======== THE DATA ========

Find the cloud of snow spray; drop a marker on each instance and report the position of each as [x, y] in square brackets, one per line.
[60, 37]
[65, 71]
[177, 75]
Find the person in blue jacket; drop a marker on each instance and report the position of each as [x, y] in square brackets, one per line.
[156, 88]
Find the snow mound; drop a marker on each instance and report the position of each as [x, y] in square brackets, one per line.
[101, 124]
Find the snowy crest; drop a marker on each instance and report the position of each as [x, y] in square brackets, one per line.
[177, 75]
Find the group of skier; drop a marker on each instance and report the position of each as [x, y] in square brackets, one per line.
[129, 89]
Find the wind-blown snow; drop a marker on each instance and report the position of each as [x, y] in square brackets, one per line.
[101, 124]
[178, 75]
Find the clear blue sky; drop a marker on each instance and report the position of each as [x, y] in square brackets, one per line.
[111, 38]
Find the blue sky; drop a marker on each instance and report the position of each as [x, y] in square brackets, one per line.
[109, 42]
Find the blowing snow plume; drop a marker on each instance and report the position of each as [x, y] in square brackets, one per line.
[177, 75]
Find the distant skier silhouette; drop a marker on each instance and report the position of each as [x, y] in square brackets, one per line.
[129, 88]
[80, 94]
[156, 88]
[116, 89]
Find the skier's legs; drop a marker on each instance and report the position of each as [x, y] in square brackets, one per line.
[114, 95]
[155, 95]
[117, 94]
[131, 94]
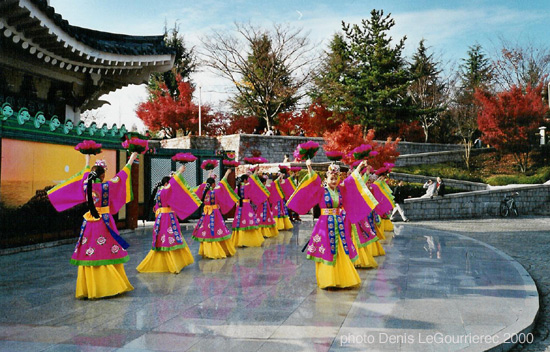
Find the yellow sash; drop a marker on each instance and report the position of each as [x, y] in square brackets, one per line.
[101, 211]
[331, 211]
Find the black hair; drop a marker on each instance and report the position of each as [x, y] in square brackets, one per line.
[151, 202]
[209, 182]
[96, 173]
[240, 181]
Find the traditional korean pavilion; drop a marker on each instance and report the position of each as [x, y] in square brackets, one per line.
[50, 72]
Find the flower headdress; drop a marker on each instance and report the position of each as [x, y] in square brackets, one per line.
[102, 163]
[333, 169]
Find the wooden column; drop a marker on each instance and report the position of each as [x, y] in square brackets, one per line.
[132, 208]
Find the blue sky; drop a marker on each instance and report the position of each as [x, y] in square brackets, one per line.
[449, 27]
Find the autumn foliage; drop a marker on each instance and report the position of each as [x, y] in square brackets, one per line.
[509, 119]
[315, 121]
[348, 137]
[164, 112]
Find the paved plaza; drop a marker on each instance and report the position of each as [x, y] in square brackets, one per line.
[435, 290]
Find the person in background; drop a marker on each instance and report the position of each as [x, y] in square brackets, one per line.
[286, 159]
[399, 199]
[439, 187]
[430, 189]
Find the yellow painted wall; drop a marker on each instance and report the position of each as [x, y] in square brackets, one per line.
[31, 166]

========

§ **EXERCISE**: Please give the data above again in exact form and omit every picture.

§ **FINISHED TASK**:
Find the cloud of snow spray; drop a marker on each instance and report the position of each as [x, y] in square brackets, one per line.
[60, 37]
[65, 71]
[177, 75]
Find the person in blue jacket; drop a marker on each instance and report the position of each as [x, y] in square brackets, one per line.
[156, 88]
Find the snow mound; drop a marker on each instance and report the position of each as [x, y] in square brackets, one per line.
[101, 124]
Find the snowy crest; drop a marker on each instance and report the position of each as [x, y] in square brackets, one per line.
[177, 75]
Find the group of skier; drop a marker on each instance and report the position of each as [x, y] in square brackets, one per line.
[129, 89]
Find the wind-blown snow; drop a marker on each instance and report the position of each as [x, y] in square brackets, one per line.
[101, 124]
[178, 75]
Find the clear blue sky; drop a marker on each instance and report the position of each as [x, y] in square brackets, one per line.
[111, 38]
Find the blue sky; drop a marker on each instance and report the position of each as [x, y] in square brackets, one per line.
[109, 42]
Find the blowing snow plume; drop a marker on each instance and report the position of each as [x, y] in square brackets, one per line.
[177, 75]
Find the distant skier silhouette; drop a marker on each instance and report the position of each as [x, y] in square brackets, one per line.
[129, 88]
[80, 94]
[156, 88]
[116, 89]
Find the skier's legs; drop a marker on each instance and report the position of each as [x, y] in square brackets, one per line.
[114, 95]
[155, 95]
[117, 94]
[131, 94]
Find the yellow sash; drop a marker on each instance and report the position of each as [x, y] in square brackets, one per line.
[101, 211]
[331, 211]
Find the black hair; drop a marker on each instance and report the position of each as [x, y] in square brackets, one per line.
[151, 202]
[209, 182]
[96, 173]
[240, 181]
Find the traditional korean pavilion; drop a marker on each instance and report the position of each as [x, y] in square brackets, one per line.
[50, 72]
Find the flower headdress; drop a marker on each instance and report the position of each as [x, y] in square brackets, one per line.
[102, 163]
[333, 169]
Find the wooden column; drop a marker on each instance and report the position of each as [x, y] in square brackets, one per line.
[132, 208]
Find the blue sky; drop a marker on each instance and report the position of each as [x, y] in square brackets, one per line.
[449, 27]
Find the autumn foliage; drop a marker on each instance and report the position of each as [x, y] in square brackets, one per line.
[509, 119]
[315, 121]
[348, 137]
[164, 112]
Find the paved plaza; drop a marker on each instance and report the position of each as [x, y] in square brackets, one per line.
[435, 290]
Find the person in background; drop a marker on each instance and report the position of each as [x, y] in square brackets, one per line.
[286, 159]
[399, 199]
[439, 187]
[430, 189]
Find the yellow painted wall; drop a marker on each instance and report the position of each as [x, y] in square brackets, one per line.
[31, 166]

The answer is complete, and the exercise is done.